## 課題文
◆ ◆ ◆ ◆ ◆
詠み人知らずの人生
最近、常々思うことがある。めっきり弱くなった。何もかもに対して。
(ひとつひとつの事象に真摯に向き合うことをせず「何もかも」などと曖昧な言葉を使うのも、弱さの表れなのだろう)
自分の仕事に対して叱られが発生した。
ワッと怒られるようなものではなく、裏で「あいつ最近なんなの」とこそこそと後ろ指をさされていた。その場に仲の良い役員がいたので「俺が話聞いてきます」と引き受けてくれて、面談の場がセッティングされた。
水曜の朝、憂鬱な気持ちを胃薬と一緒に流し込んでいたときだった。
「俺と一緒に仕事バリバリやってた頃とは、最近はちがうよな」
そう言われて、正直そりゃそうですよねと笑ってしまった。そうですね。自分でも身が入ってないなとは思っているんです。
そうは言えないので、はあ、と神妙な顔を作った。目を見てしまえば心の中をすべて覗かれる気がして顔を上げることもできなかった。
同僚や後輩たちのお悩み相談を受けている。
勝手に「お悩み相談室長」と自称するくらいには、私のもとに悩める仔羊たちが日々やってくる。業務に関すること、対人関係での悩み、プライベートなこと、恋愛・人生相談まで。
過去の私なら傾聴した後に自分の考える最適解を捻りだしては一生懸命に伝えていた。たとえ相談者の思いと反する回答であっても。
特に仕事に関することであれば、動ける範囲でその人のサポートができるよう、社内でうまく立ち回ることも厭わなかった。
それが、最近は歯切れが悪くなった。「うーん、せやなあ……」と曖昧な相槌を打つ。
その間に脳内で情報たちがぐるぐると駆け回り、何を言えばこの人は満足するのだろう、どう返せば嫌われないだろうかと考えている。結果、決定的な回答を控えて当たり障りのない言葉ばかり並べる。愚の骨頂。
実家に帰る。親が老いていくのを痛感するのはつらい、と言いたいところだが、子どもたちが巣立った後のほうが元気にしているような気がする。
帰る度にどんどん改造されていく実家を眺めて、両親も自分の人生をようやく歩んでいるのだなと、当たり前のことに気づく。
映画の話をする。
音楽の話をする。
文化の、ひいては人生の話をする。
よく父親に「お前は人のことを批判してばかりだ。理想論ばかり語るな」と叱られていた私が、それでも泣きながら意見をぶつけていた私が、ほぼ口論もなく実家を後にする。
私の姿が見えなくなるまで見送る父親の姿を目に焼き付けながら。
大人になったと表現すれば、それはそうなのかもしれない。
世の中には自分の力だけでどうにもならないことがあることを知り、その自分も何か特別な才能のある人間ではなく平々凡々の、どちらかといえば劣等生だということを突き付けられる毎日。
ずば抜けた結果を出せない人生、他者からの好意で醜い承認欲求を埋めていくしかない。
◆ ◆ ◆ ◆ ◆
## 提供項目
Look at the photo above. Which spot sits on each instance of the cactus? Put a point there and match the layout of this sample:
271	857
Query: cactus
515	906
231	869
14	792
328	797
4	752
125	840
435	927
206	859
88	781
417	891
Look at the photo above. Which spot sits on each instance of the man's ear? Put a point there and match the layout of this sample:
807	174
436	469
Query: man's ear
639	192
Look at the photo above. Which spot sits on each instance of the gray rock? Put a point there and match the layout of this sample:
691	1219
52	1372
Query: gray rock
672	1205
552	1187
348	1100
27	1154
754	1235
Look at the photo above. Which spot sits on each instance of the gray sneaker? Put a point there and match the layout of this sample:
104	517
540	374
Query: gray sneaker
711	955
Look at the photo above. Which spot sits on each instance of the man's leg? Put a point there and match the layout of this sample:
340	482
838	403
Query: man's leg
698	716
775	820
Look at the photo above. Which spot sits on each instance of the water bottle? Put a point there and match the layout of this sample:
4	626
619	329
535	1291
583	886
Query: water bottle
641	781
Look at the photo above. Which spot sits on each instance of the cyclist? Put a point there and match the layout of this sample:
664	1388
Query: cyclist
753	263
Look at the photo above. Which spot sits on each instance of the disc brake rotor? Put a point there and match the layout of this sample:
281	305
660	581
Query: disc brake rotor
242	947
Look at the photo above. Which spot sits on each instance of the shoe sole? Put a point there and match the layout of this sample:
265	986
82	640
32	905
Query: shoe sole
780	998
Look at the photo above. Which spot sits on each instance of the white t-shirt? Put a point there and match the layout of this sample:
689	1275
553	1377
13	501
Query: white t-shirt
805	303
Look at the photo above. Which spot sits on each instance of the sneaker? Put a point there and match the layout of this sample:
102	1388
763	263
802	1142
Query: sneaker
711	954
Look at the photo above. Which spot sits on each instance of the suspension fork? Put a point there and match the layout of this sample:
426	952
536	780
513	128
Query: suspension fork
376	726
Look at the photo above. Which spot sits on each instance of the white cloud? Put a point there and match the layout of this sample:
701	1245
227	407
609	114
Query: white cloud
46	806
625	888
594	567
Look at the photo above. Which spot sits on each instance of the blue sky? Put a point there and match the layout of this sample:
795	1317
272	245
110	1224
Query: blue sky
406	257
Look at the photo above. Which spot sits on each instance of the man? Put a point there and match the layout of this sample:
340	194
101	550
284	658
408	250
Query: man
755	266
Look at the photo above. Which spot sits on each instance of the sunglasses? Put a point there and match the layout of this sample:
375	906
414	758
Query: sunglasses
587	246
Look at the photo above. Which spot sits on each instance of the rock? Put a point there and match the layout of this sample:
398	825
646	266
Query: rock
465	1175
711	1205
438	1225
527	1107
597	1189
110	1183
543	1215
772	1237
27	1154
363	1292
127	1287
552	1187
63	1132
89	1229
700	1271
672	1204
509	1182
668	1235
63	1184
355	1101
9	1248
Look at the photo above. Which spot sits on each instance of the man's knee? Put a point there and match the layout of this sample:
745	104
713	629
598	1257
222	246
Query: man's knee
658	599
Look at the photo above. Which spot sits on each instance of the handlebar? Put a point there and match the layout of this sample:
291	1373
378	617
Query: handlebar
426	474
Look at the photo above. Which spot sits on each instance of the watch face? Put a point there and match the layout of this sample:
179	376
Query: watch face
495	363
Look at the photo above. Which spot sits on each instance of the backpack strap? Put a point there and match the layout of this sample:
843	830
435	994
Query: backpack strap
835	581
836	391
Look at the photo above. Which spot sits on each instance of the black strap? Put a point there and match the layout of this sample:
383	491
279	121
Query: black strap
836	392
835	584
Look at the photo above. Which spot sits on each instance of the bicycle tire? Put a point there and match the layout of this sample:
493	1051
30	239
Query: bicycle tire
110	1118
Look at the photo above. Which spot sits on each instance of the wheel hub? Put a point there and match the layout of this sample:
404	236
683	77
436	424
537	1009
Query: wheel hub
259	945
◆ ◆ ◆ ◆ ◆
## やること
**A)** 課題文の「ワッと怒られるようなものではなく」で始まる段落を、主な事実を残したまま短く書き直してください。
**B)** 課題文によると、水曜の朝、筆者は憂鬱な気持ちを何と一緒に流し込んでいましたか。

## 解答一覧
**A)** 正面から怒られたのではなく、陰で「あいつ最近なんなの」と非難されていた。その場にいた仲の良い役員が話を聞く役を引き受け、面談が設定された。

**B)** 胃薬と一緒に流し込んでいました。